> Data listing:
==========

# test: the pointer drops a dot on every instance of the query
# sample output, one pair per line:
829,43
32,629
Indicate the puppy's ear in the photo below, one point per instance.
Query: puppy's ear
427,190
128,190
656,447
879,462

==========

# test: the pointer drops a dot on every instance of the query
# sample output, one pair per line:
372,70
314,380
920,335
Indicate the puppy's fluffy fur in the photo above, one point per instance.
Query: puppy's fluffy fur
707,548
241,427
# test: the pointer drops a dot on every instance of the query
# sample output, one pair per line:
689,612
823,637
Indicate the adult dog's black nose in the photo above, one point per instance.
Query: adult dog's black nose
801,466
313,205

==========

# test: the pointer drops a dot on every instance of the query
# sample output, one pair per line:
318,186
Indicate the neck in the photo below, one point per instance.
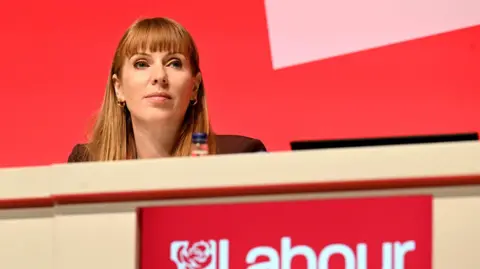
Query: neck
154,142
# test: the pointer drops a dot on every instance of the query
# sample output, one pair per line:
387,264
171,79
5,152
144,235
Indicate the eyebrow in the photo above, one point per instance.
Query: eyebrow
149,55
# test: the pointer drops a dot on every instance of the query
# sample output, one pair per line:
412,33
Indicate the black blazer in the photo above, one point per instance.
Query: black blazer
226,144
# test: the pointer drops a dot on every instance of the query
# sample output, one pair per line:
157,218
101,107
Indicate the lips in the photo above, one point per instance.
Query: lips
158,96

==========

> Task details:
Report every line of the listing above that contains the word "nose", copying each such line in full.

> Task answer:
Indicate the adult dog's black nose in the photo above, one point per instance.
Query: adult dog's black nose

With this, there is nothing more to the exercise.